─── SELECTED EXCERPT ───
Today is Tuesday, Oct. 30, the 303rd day of 2018. There are 62 days left in the year.

Today’s Highlight in History:

On Oct. 30, 1735 (New Style calendar), the second president of the United States, John Adams, was born in Braintree, Massachusetts.

On this date:

In 1912, Vice President James S. Sherman, running for a second term of office with President William Howard Taft, died six days before Election Day. (Sherman was replaced with Nicholas Murray Butler, but Taft, the Republican candidate, ended up losing in an Electoral College landslide to Democrat Woodrow Wilson.)

In 1944, the Martha Graham ballet “Appalachian Spring,” with music by Aaron Copland, premiered at the Library of Congress in Washington, D.C., with Graham in a leading role.

In 1945, the U.S. government announced the end of shoe rationing, effective at midnight.

In 1953, Gen. George C. Marshall was awarded the Nobel Peace Prize. Dr. Albert Schweitzer received the Peace Prize for 1952.

In 1961, the Soviet Union tested a hydrogen bomb, the “Tsar Bomba,” with a force estimated at about 50 megatons. The Soviet Party Congress unanimously approved a resolution ordering the removal of Josef Stalin’s body from Lenin’s tomb.

In 1972, 45 people were killed when an Illinois Central Gulf commuter train was struck from behind by another train on Chicago’s South Side.

In 1974, Muhammad Ali knocked out George Foreman in the eighth round of a 15-round bout in Kinshasa, Zaire (zah-EER’), known as the “Rumble in the Jungle,” to regain his world heavyweight title.

In 1975, the New York Daily News ran the headline “Ford to City: Drop Dead” a day after President Gerald R. Ford said he would veto any proposed federal bailout of New York City.

In 1979, President Carter announced his choice of federal appeals judge Shirley Hufstedler to head the newly created Department of Education.

In 1985, schoolteacher-astronaut Christa McAuliffe witnessed the launch of the space shuttle Challenger, the same craft that would carry her and six other crew members to their deaths in Jan. 1986.

In 1995, by a razor-thin vote of 50.6 percent to 49.4 percent, Federalists prevailed over separatists in a Quebec secession referendum.
───
EXERCISE TASKS -
**1)** Please return, word for word, everything in the Oct. 30 history listing from "In 1944, the" down to "effective at midnight.".
**2)** Extend the Oct. 30 history listing past its final entry.
─── MATERIAL ───
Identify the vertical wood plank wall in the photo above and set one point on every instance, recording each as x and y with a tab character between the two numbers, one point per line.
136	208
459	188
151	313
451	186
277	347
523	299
───
THE RESPONSES -
**1)**
In 1944, the Martha Graham ballet “Appalachian Spring,” with music by Aaron Copland, premiered at the Library of Congress in Washington, D.C., with Graham in a leading role.

In 1945, the U.S. government announced the end of shoe rationing, effective at midnight.

**2)**
In 2002, Jam Master Jay (Jason Mizell), a rapper with the hip-hop group Run-DMC, was killed in a shooting in New York. He was 37.

Ten years ago: A federal jury in Miami convicted the son of former Liberian President Charles Taylor in the first case brought under a 1994 U.S. law allowing prosecution for torture and atrocities committed overseas. (Charles McArthur Emmanuel was later sentenced to 97 years in prison.)

Five years ago: President Barack Obama claimed “full responsibility” for fixing his administration’s troubled health insurance website, while on Capitol Hill, Health and Human Services Secretary Kathleen Sebelius apologized to frustrated people trying to sign up, declaring that she was accountable for the failures but also defended the historic health care overhaul. The government said the deficit for the 2013 budget year totaled $680.3 billion, down from $1.09 trillion in 2012. The Boston Red Sox romped to their third World Series championship in 10 seasons, thumping the St. Louis Cardinals 6-1 in Game 6 at Fenway.

One year ago: Former Trump campaign chairman Paul Manafort and a former Manafort business associate, Rick Gates, were indicted on felony charges including conspiracy against the United States as Special Counsel Robert Mueller’s investigation into Russian interference in the 2016 election revealed its first targets. A former Trump campaign adviser, George Papadopoulos, admitted he lied to the FBI about his contacts with Russians. At his sentencing hearing, Army Sgt. Bowe Bergdahl apologized to the military personnel who were wounded searching for him after he walked off his post in Afghanistan in 2009. A federal judge in Washington barred the Trump administration from proceeding with plans to exclude transgender people from military service.